La rivalité entre le camp panafricain continental de gauche et le camp pro-américain inspiré par la négritude s’est manifestée – et continue de s’exprimer - lors de festivals culturels. Souffles publie un dossier sur le Festival culturel panafricain organisé à Alger en juillet 1969, conçu comme une réponse au festival de Senghor à Dakar. Cinq mille interprètes, intellectuels et combattants de la liberté venus de toute l’Afrique et des Amériques se sont réunis dans la capitale algérienne. Le Manifeste culturel panafricain de 3000 mots produit par les délégués, reproduit dans Souffles, offrait une riposte tranchante à l’idée d’une Afrique bifurquée de Senghor. Dans un message enregistré de 40 minutes, Ahmed Sekou Toure de Guinée, rival de Senghor, répudiait l’idéologie du président sénégalais : « La négritude est donc un concept faux, une arme irrationnelle encourageant l’irrationalité fondée sur la discrimination raciale, exercée arbitrairement sur le peuple algérien, asiatique et sur les hommes de couleur en Amérique et en Europe. » Dans une réponse lue par l’éminent diplomate sénégalais Amadou-Mahtar M’Bow, qui deviendra plus tard le directeur général de l’UNESCO et un ami intime du roi Hassan II, Senghor a fait valoir que la négritude était nécessaire pour établir un pont entre l’arabisme et le « monde négro-africain » (Lindfors, 1970). Ces tensions reprendront huit ans plus tard, lorsque le Nigéria décidera d’accueillir le deuxième Festival mondial des arts et de la culture noirs et africains (FESTAC 77) comme suite au festival de Dakar. Dès le début, Senghor a exigé que les États d’Afrique du Nord n’aient qu’un statut d’observateurs au festival ; son ministre de la Culture déclarant que le Sénégal boycotterait l’événement s’il n’était pas limité aux seuls pays noirs. Le général Obasanjo du Nigeria, cependant, voulait que les États d’Afrique du Nord participent en tant que membres à part entière, et comme le rapportera le New York Times, les responsables nigérians ont accusé les Sénégalais de faire preuve de « sectarisme racial dans le sens le plus nauséabond » (Darnton, 1976).

■ Lignes de placement de points ■
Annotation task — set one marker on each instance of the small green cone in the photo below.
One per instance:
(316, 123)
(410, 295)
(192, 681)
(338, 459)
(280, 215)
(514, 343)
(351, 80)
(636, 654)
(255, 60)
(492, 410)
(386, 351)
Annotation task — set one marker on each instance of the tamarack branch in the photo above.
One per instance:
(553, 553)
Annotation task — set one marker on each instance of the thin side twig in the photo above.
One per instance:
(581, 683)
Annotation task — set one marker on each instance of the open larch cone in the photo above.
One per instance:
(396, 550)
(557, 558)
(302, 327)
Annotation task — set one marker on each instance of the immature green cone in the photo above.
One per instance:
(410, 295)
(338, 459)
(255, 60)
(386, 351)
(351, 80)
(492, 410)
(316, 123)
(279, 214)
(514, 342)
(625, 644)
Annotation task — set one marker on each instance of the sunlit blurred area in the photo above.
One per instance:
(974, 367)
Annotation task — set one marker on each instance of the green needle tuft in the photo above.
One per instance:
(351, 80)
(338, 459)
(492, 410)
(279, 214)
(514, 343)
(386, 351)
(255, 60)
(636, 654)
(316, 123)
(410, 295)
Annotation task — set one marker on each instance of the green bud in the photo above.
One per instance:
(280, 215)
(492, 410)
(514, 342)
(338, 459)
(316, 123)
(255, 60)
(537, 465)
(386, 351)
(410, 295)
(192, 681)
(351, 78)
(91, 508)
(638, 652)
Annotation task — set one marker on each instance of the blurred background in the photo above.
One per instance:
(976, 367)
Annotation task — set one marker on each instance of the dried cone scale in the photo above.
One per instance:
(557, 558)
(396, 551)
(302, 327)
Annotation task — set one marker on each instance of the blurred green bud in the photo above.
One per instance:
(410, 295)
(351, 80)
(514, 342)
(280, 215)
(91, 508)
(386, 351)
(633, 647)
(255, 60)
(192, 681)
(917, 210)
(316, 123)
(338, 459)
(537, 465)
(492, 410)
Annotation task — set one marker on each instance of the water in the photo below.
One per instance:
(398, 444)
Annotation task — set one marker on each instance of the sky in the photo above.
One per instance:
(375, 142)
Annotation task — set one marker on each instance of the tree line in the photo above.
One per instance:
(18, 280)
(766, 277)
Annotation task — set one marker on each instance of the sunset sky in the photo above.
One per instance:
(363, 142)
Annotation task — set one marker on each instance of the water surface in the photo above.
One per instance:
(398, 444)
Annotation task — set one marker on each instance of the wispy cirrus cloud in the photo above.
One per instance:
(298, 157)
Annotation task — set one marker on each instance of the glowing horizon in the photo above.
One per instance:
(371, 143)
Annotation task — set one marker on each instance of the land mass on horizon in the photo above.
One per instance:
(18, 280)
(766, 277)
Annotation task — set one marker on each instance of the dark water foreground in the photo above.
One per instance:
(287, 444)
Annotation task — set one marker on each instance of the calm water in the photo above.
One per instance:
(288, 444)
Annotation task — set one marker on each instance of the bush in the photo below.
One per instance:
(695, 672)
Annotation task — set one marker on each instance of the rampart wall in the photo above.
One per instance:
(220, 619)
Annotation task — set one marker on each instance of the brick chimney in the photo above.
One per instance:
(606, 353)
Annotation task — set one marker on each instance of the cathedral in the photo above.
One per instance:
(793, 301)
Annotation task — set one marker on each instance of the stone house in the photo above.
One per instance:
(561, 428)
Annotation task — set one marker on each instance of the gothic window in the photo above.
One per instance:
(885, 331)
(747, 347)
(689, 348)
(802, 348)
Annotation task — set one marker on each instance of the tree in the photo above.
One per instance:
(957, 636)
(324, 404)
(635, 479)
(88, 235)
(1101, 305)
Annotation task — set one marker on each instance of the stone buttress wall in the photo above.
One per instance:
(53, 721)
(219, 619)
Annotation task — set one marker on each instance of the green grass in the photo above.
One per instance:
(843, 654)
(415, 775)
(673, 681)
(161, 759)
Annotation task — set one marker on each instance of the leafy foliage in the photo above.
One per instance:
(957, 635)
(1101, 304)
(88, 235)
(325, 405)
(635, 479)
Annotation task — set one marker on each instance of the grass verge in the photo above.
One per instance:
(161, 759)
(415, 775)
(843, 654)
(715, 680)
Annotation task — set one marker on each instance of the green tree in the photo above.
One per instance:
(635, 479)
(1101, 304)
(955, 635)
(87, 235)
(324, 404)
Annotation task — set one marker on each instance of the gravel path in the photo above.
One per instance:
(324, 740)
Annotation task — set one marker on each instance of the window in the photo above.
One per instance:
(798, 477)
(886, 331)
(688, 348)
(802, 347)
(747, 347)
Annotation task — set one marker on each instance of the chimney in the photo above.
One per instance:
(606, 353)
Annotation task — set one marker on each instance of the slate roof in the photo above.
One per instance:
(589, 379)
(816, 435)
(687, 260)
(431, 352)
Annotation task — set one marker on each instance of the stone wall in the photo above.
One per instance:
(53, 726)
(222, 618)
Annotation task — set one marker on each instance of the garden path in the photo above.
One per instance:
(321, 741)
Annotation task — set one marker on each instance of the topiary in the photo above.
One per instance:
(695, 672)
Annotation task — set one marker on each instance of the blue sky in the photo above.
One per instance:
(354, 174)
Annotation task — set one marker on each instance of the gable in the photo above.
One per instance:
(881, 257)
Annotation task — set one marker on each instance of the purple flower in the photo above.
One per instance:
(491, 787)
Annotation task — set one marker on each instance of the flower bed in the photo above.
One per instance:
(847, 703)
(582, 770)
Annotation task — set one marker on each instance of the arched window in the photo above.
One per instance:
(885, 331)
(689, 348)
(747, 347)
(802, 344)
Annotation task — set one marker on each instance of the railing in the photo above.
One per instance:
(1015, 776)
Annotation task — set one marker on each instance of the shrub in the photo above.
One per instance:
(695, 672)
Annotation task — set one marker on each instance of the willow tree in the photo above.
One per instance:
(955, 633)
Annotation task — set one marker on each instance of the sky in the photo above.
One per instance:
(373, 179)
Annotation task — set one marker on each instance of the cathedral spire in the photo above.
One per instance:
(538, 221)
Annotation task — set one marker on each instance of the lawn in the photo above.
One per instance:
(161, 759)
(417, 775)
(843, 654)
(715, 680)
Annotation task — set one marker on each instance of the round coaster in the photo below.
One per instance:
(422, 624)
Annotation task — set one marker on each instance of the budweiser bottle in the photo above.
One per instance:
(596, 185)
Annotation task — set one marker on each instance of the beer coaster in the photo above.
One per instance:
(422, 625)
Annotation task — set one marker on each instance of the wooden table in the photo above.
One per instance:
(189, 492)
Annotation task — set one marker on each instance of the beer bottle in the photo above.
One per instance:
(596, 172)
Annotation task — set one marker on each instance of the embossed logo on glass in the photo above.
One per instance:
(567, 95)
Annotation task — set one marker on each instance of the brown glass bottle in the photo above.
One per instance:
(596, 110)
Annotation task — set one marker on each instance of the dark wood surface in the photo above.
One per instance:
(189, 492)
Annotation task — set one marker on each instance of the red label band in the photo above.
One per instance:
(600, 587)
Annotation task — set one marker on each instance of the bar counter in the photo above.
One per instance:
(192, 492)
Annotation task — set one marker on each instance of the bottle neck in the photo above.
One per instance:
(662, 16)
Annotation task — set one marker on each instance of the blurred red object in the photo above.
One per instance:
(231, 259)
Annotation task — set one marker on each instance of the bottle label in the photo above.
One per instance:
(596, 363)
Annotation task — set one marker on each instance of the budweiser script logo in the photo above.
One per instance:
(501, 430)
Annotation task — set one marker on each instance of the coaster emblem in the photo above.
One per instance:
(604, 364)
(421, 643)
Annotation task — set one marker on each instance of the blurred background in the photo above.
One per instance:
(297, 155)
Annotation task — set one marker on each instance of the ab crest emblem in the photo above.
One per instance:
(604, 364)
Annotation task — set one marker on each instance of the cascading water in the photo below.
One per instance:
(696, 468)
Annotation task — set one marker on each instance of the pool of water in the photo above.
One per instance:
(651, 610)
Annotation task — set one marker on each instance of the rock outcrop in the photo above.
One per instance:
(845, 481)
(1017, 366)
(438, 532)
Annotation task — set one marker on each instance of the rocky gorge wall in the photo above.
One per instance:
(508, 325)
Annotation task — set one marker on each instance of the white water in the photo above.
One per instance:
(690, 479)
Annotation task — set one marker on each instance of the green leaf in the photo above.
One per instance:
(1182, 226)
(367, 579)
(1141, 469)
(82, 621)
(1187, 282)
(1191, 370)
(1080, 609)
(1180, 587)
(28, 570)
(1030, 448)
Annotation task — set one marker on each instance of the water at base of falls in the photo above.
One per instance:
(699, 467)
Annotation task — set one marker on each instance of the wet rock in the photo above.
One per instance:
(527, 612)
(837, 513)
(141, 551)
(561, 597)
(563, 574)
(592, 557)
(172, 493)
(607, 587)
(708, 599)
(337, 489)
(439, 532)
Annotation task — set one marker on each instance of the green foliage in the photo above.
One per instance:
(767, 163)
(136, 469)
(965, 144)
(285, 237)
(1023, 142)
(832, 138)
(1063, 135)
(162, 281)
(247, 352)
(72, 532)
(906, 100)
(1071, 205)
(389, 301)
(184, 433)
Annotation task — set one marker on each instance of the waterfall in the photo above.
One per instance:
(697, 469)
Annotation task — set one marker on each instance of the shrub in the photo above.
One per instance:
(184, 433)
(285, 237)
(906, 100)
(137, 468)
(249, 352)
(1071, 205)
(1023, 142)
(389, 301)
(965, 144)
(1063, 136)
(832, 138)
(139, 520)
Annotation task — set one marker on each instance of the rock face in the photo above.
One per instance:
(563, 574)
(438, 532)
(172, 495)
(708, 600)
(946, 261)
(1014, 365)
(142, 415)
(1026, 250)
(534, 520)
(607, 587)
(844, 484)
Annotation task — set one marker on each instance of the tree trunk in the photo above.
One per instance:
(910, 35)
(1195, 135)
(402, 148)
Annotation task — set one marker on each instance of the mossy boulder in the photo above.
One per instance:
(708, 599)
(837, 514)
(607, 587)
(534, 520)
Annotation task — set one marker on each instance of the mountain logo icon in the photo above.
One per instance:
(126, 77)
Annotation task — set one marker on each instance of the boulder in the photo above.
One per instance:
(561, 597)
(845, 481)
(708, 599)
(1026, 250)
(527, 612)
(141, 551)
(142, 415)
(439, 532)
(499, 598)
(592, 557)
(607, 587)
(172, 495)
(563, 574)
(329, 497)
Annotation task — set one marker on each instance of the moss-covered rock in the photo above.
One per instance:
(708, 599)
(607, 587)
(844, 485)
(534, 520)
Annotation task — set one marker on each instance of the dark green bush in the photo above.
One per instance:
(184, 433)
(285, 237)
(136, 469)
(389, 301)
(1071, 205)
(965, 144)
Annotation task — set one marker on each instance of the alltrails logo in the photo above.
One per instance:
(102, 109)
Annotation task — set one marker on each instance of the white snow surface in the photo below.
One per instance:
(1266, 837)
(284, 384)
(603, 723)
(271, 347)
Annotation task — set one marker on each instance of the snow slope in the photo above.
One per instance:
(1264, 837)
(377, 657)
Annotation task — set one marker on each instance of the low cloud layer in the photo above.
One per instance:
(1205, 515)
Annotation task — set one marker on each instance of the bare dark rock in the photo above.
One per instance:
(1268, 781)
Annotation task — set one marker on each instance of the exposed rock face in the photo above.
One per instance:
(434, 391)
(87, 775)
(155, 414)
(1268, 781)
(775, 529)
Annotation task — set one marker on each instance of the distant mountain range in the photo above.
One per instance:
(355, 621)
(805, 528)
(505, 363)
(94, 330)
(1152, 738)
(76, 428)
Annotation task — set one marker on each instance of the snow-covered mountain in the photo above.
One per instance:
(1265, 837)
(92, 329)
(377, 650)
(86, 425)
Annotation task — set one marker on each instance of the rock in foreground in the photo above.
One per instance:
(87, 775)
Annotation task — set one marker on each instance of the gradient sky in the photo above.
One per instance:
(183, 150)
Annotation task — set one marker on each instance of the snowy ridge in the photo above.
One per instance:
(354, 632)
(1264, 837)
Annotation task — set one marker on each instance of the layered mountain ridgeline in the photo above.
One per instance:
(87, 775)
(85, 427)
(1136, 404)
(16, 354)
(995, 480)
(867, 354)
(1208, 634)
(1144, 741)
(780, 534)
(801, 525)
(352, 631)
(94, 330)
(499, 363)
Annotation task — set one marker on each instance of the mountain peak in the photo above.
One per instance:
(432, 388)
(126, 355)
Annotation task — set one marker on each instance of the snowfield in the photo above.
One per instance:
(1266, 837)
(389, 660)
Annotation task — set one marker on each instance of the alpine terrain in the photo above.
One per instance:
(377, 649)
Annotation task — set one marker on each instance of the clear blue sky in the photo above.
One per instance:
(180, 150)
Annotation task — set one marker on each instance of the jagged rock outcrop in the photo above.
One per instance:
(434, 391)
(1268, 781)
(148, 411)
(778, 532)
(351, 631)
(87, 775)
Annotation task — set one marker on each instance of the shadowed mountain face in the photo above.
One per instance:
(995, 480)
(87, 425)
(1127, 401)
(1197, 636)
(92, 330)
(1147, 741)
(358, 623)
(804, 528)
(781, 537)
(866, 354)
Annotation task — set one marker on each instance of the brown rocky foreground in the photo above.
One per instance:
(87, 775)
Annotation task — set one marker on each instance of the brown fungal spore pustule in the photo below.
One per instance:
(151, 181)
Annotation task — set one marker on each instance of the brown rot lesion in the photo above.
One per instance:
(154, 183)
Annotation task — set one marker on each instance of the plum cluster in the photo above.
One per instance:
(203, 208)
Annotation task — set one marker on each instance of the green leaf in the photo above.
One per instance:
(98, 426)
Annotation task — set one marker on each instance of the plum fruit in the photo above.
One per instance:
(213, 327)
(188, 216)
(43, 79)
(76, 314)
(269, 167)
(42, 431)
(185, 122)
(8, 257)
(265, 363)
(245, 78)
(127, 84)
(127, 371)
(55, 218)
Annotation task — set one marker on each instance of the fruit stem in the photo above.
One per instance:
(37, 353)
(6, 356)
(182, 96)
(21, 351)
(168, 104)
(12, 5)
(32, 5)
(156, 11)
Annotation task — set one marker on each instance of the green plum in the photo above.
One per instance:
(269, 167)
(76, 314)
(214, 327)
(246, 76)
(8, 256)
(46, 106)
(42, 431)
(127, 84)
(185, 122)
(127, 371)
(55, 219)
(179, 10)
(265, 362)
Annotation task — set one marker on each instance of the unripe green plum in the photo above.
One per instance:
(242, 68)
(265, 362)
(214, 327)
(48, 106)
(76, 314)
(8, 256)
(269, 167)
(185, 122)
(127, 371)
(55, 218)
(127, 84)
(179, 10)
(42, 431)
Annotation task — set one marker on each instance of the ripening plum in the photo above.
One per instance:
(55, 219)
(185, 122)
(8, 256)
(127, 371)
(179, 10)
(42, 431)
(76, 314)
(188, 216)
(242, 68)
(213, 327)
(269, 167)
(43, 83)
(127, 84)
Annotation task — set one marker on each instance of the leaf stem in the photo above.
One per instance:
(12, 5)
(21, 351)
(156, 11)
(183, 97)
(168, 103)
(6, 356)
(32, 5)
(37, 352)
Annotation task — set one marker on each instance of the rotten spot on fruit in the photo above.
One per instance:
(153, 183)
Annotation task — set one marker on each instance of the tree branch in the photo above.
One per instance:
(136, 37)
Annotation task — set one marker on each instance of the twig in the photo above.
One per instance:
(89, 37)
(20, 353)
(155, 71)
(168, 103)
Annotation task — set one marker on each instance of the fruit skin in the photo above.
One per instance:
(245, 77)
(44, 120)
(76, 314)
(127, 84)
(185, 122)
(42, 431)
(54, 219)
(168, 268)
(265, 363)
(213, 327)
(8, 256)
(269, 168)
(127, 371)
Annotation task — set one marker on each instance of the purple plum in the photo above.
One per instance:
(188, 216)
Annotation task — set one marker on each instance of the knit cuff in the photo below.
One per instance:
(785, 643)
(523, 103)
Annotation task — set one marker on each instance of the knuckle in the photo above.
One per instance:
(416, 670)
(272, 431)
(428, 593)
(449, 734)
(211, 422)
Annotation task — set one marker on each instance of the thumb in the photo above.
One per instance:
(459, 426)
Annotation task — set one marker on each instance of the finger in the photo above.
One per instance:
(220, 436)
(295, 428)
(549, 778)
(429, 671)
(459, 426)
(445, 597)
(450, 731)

■ Série d'exercices ■
(a) Répondez aux questions suivantes sur l'extrait consacré aux festivals panafricains.
(i) Dans quelle ville et à quelle date le Festival culturel panafricain a-t-il été organisé ?
(ii) Combien de minutes durait le message enregistré d'Ahmed Sekou Toure ?
(iii) Quel statut Senghor exigeait-il pour les États d'Afrique du Nord au FESTAC 77 ?
(b) Rédigez la suite de l'extrait sur les festivals culturels panafricains, à partir de sa dernière phrase.

■ Problèmes corrigés ■
(a)
(i) À Alger, en juillet 1969.
(ii) 40 minutes.
(iii) Un simple statut d'observateurs.

(b)
Souffles était au centre de ce débat sur la définition de l’Afrique. La PANAF de 1969 s’avérera incroyablement générative pour les auteurs de la revue qui assistèrent au jamboree, se mêlant à des groupes révolutionnaires comme l’ANC, le FRELIMO, la SWAPO, le MPLA, rencontrant des personnalités comme Stokely Carmichael, Kathleen Cleaver, Archie Shepp et Nina Simone. La revue publiera ensuite un double numéro sur le festival avec des discours de dirigeants des colonies portugaises, une section en l’honneur des Black Panthers, avec une traduction du programme en 10 points du Black Panther Party. Dans un essai sur les Panthers, Serfaty mettrait en lumière le livre d’Amiri Baraka, Blues People (1963) et l’importance de la musique dans la lutte afro-américaine. Le numéro suivant de mars-avril 1970 inclura la poésie de Haki Madhubuti (Don Lee), fondateur de la Third World Press basée à Chicago ; son poème sur la contre-culture noire « A Message All Black People Can Dig » sera traduit par « Un message que tous les Noirs pourront piéger » (Villa-Ignacio, 2017).
La revue Souffles a été pionnière dans la lutte contre les géographies et les catégories coloniales, discutant de la question de savoir si la « race » était définie par la classe ou la culture – et s’il valait la peine de redéfinir ce concept colonial, comme Senghor essayait de le faire. Peu de temps après la guerre de 1967, Laâbi publiera un poème énigmatique intitulé « Race », qui mentionne le nom de Fanon, et racontera en termes viscéraux la violence universelle que ce concept colonial (avec ses hiérarchies) avait infligée à l’humanité. La pièce suscita une discussion animée parmi les auteurs de Souffles, notamment sur la façon de traduire le terme « race » en arabe. Ce débat se poursuit aujourd’hui, tout comme les différends entre les afropessimistes (héritiers ostensibles de la négritude) et leurs critiques marxistes, qui prétendent que l’afropessimisme « aplatit » la blackness et dématérialise la race (Okoth, 2020). Les festivals restent également un lieu majeur pour le déploiement du soft power et des conceptions de l’identité nationale : considérons les festivals soufis parrainés par l’État marocain, la tentative de l’Algérie de consolider ses références révolutionnaires avec le festival PanAf 2019, ou l’utilisation par le leader sénégalais Macky Sall de la Biennale de Dakar pour redorer son image (El Guabli, 2018 ; Boum, 2013).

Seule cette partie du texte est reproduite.